• **Selection**
IN THE HIGH COURT OF FIJI AT SUVA
APPELATE JURISDICTION


HBA No. 13 of 2017


BETWEEN : AUSTRALIA & NEW ZEALAND BANKING GROUP LIMITED


Appellant


AND : SESANIA TAUKEVE


Respondent


Coram : The Hon. Mr Justice David Alfred


Counsel : Ms U. Kunatuba


Dates of Hearing : 22 August 2017
Date of Judgment : 23 August 2017


JUDGMENT


  1. This is a matter where the monetary amount involved may be of little moment but the juridical issue here is of greater moment. It concerns the respective jurisdictions of the Small Claims Tribunal (Tribunal) and the Magistrates’ Court (Court).
  2. The Appellant, a Bank has filed an appeal against the Court’s striking out of its claim against the Respondent on the grounds that the Court could not hear the instant claim which is for the sum of $2,924.58 and interest (the sum).
  3. The Appellant has filed 4 grounds of appeal as follows :
  4. When the hearing of the appeal came up before me yesterday the Respondent was absent as it appears she had migrated to Australia.

• **Given instruction 1**
From the judgment, quote the passage between "1. This is a" and "migrated to Australia.", inclusive.
• **Given instruction 2**
What sum does the Appellant's claim against the Respondent seek, according to the judgment?
• **Given instruction 3**
List every court or tribunal that the judgment names.

• **Data records**
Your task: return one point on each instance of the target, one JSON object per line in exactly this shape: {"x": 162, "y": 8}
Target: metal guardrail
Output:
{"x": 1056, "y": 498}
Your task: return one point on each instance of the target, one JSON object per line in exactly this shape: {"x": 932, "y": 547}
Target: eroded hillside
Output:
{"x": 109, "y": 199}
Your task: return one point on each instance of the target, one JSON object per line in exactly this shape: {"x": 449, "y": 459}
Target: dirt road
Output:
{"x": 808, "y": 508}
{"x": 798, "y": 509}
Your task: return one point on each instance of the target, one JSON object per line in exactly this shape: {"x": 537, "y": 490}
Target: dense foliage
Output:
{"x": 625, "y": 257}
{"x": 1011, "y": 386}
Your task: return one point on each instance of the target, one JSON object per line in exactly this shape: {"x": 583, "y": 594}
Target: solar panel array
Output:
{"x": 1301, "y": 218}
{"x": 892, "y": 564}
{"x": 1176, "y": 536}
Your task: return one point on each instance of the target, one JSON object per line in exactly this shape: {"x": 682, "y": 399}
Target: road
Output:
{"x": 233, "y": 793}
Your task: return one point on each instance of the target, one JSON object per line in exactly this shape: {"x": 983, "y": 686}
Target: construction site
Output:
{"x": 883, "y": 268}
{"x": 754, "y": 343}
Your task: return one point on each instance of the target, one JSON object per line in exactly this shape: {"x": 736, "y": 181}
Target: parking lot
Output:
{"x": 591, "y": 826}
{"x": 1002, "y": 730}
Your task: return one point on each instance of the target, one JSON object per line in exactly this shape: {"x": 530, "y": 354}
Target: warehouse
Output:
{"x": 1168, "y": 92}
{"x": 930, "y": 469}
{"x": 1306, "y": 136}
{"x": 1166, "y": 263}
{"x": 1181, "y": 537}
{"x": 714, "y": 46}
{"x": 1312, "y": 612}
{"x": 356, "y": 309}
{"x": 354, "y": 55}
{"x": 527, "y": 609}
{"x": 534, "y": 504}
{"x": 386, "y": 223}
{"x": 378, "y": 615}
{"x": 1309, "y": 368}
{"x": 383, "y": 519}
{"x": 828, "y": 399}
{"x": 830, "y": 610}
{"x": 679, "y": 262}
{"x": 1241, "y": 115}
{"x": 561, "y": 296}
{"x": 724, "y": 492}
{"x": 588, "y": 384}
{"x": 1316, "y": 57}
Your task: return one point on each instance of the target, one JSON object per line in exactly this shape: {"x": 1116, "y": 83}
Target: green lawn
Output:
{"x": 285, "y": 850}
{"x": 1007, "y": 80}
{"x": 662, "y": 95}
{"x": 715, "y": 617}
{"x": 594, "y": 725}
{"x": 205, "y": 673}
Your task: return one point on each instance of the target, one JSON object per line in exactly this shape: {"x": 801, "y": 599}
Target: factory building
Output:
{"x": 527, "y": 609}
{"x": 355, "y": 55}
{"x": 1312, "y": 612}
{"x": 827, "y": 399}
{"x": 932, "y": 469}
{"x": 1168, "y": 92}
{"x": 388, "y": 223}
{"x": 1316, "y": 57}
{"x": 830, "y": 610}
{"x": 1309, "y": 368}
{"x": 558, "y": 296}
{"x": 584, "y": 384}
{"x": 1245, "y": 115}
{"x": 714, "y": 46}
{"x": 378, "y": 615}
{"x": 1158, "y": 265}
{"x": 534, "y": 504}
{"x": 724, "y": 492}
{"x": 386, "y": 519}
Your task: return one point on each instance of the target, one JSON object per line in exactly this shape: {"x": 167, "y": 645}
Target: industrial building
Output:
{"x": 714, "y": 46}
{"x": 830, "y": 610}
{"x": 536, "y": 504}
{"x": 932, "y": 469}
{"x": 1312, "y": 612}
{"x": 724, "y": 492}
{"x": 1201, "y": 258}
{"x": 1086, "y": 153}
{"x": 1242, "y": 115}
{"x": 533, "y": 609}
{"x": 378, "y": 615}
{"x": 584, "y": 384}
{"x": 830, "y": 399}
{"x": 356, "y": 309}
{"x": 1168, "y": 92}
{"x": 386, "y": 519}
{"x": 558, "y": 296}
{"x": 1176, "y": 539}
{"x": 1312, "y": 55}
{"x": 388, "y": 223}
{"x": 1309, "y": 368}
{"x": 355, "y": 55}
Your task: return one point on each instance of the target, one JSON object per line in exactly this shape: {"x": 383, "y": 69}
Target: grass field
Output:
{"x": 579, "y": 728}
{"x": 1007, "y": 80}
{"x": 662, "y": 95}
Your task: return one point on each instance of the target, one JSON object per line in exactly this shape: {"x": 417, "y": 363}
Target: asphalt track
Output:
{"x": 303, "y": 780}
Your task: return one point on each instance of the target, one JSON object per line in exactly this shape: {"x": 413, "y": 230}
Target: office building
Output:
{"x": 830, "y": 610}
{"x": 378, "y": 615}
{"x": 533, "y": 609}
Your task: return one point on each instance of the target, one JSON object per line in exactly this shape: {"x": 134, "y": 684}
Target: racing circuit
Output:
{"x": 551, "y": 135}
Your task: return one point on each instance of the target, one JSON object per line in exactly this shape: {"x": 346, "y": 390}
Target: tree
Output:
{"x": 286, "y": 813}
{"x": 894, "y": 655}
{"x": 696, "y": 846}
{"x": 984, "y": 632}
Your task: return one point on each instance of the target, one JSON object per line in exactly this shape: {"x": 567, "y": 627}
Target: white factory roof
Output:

• **Task result 1**
1. This is a matter where the monetary amount involved may be of little moment but the juridical issue here is of greater moment. It concerns the respective jurisdictions of the Small Claims Tribunal (Tribunal) and the Magistrates’ Court (Court).
  2. The Appellant, a Bank has filed an appeal against the Court’s striking out of its claim against the Respondent on the grounds that the Court could not hear the instant claim which is for the sum of $2,924.58 and interest (the sum).
  3. The Appellant has filed 4 grounds of appeal as follows :
  4. When the hearing of the appeal came up before me yesterday the Respondent was absent as it appears she had migrated to Australia.

• **Task result 2**
$2,924.58 and interest.

• **Task result 3**
- High Court of Fiji at Suva
- Small Claims Tribunal
- Magistrates' Court